# REQUIRED WORK
Copy the material verbatim, from its first line through the line that contains "157 107 L 161", including that line, and copy nothing else.

# DATA IN THIS EXERCISE
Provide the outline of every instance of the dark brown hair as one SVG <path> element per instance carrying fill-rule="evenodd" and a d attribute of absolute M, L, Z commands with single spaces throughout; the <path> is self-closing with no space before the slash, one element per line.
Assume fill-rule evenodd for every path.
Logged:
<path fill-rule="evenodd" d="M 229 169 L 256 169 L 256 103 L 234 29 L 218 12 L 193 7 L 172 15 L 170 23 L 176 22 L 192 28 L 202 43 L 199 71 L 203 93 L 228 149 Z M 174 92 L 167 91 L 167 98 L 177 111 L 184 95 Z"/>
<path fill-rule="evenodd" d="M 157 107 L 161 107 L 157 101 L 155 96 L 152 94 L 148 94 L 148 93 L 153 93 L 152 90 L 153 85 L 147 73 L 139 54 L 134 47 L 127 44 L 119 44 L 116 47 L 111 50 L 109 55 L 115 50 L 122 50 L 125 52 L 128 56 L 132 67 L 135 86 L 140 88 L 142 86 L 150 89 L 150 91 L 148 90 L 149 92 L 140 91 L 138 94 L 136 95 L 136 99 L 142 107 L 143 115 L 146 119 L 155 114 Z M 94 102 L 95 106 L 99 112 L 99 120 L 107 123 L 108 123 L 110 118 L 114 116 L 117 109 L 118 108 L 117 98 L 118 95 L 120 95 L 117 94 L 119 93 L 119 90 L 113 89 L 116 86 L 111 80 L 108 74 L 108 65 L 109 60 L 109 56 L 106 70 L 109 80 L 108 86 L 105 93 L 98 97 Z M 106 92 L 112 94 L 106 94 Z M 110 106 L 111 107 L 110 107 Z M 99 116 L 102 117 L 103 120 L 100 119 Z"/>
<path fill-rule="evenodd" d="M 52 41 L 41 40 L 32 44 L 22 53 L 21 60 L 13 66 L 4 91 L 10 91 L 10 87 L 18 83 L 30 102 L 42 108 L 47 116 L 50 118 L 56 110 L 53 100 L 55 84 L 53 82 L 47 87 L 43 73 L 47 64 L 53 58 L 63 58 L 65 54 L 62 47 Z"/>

# WRITTEN SOLUTION
Provide the outline of every instance of the dark brown hair as one SVG <path> element per instance carrying fill-rule="evenodd" and a d attribute of absolute M, L, Z commands with single spaces throughout; the <path> is self-closing with no space before the slash, one element per line.
Assume fill-rule evenodd for every path.
Logged:
<path fill-rule="evenodd" d="M 229 169 L 256 169 L 256 103 L 234 29 L 218 12 L 193 7 L 172 15 L 170 23 L 176 22 L 192 28 L 202 43 L 199 71 L 203 93 L 228 149 Z M 174 92 L 167 91 L 167 98 L 177 111 L 184 95 Z"/>
<path fill-rule="evenodd" d="M 157 107 L 161 107 L 157 101 L 155 96 L 152 94 L 148 94 L 148 93 L 153 93 L 152 90 L 153 85 L 147 73 L 139 54 L 134 47 L 127 44 L 119 44 L 116 47 L 111 50 L 109 55 L 115 50 L 122 50 L 125 52 L 128 56 L 132 67 L 135 86 L 140 88 L 142 86 L 150 89 L 150 91 L 148 90 L 149 92 L 140 91 L 138 94 L 136 95 L 136 99 L 142 107 L 143 115 L 146 119 L 155 114 Z M 94 102 L 95 106 L 99 112 L 99 120 L 107 123 L 108 123 L 110 118 L 114 116 L 117 109 L 118 108 L 117 98 L 118 95 L 120 95 L 117 94 L 119 93 L 119 90 L 113 89 L 116 86 L 111 80 L 108 74 L 108 65 L 109 60 L 109 56 L 106 70 L 109 80 L 108 86 L 105 93 L 98 97 Z M 106 92 L 112 94 L 106 94 Z M 110 106 L 111 107 L 110 107 Z M 99 116 L 102 117 L 103 120 L 100 119 Z"/>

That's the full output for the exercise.